# REQUIRED TASK
Could you copy exactly the lines from the one containing "Mark the innermost point of each instance of the bridge" through the last line of the records below, leaving out any pictures?
--- begin WORKING DATA ---
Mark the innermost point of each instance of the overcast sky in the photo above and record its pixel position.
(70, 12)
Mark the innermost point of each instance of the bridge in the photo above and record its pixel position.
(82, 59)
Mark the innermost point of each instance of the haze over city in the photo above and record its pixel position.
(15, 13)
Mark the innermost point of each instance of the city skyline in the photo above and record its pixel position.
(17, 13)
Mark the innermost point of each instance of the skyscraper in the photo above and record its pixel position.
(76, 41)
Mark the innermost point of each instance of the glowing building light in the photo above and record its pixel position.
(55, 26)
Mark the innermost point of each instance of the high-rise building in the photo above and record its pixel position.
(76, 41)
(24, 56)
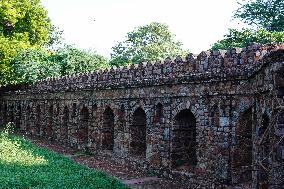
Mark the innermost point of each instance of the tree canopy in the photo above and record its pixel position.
--- end WORKING DATA ---
# EXERCISE SOLUTION
Mark the innermost point of each instance of the bridge in the photo above and record its pixel position.
(82, 59)
Mark the innermost point of each instance of the haze over city in the photo above and record its pixel position.
(15, 13)
Mark the innermost point of each instance of the city skyline in the photo above and record its pixel position.
(17, 13)
Mark the innermost point of each instance of the skyscraper in the photo above and record its pixel position.
(76, 41)
Mark the innermost point of each instance of the glowing building light in the photo above and record its pixel position.
(55, 26)
Mark the innermost point of each instance of the high-rise building in the photo above and record its pixel position.
(76, 41)
(24, 56)
Mark the innermost point of each instance of the tree canopy in the photo above and record its pixel position.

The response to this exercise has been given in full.